GOAL OF THE EXERCISE: Copy out the following listing line for line, leaving every character unchanged.

THE DATA:
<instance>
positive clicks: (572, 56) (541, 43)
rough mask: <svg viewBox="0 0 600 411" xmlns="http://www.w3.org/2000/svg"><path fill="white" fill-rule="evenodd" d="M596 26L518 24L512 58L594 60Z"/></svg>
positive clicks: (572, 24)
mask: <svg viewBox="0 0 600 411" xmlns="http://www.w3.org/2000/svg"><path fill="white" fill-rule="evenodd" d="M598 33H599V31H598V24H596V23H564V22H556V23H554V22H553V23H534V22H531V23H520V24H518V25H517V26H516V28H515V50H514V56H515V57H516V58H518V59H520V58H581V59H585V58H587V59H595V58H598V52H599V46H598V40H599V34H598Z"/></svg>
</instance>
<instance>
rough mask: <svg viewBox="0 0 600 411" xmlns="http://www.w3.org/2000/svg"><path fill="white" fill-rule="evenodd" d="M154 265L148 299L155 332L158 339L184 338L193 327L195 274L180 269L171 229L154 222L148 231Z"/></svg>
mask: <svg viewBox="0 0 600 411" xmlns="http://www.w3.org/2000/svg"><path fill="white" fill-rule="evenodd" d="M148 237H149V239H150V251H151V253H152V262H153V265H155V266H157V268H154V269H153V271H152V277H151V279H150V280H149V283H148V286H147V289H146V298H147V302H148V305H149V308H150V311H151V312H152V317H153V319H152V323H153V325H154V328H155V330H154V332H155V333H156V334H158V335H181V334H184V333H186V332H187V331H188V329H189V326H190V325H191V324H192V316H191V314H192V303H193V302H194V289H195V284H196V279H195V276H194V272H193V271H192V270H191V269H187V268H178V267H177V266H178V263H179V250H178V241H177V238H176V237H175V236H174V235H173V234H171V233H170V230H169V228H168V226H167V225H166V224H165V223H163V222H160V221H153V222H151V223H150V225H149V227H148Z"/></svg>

EXPECTED OUTPUT:
<instance>
positive clicks: (572, 56) (541, 43)
rough mask: <svg viewBox="0 0 600 411" xmlns="http://www.w3.org/2000/svg"><path fill="white" fill-rule="evenodd" d="M596 26L518 24L512 58L594 60Z"/></svg>
positive clicks: (572, 24)
mask: <svg viewBox="0 0 600 411" xmlns="http://www.w3.org/2000/svg"><path fill="white" fill-rule="evenodd" d="M598 33H599V31H598V24H596V23H564V22H556V23H554V22H553V23H534V22H531V23H520V24H518V25H517V26H516V28H515V50H514V56H515V57H516V58H518V59H520V58H581V59H585V58H587V59H595V58H598V52H599V46H598V40H599V34H598Z"/></svg>
</instance>
<instance>
rough mask: <svg viewBox="0 0 600 411" xmlns="http://www.w3.org/2000/svg"><path fill="white" fill-rule="evenodd" d="M154 265L148 299L155 332L158 339L184 338L193 327L195 274L180 269L171 229L154 222L148 231Z"/></svg>
mask: <svg viewBox="0 0 600 411" xmlns="http://www.w3.org/2000/svg"><path fill="white" fill-rule="evenodd" d="M148 237H149V239H150V251H151V253H152V262H153V265H155V266H157V268H154V269H153V271H152V277H151V279H150V280H149V283H148V286H147V289H146V298H147V302H148V305H149V308H150V311H151V312H152V317H153V319H152V323H153V325H154V328H155V330H154V332H155V333H156V334H158V335H181V334H184V333H186V332H187V331H188V329H189V326H190V325H191V324H192V316H191V314H192V303H193V302H194V289H195V284H196V279H195V276H194V272H193V271H192V270H191V269H187V268H178V267H177V266H178V263H179V250H178V241H177V238H176V237H175V236H174V235H173V234H171V233H170V230H169V228H168V226H167V225H166V224H165V223H163V222H160V221H153V222H151V223H150V225H149V227H148Z"/></svg>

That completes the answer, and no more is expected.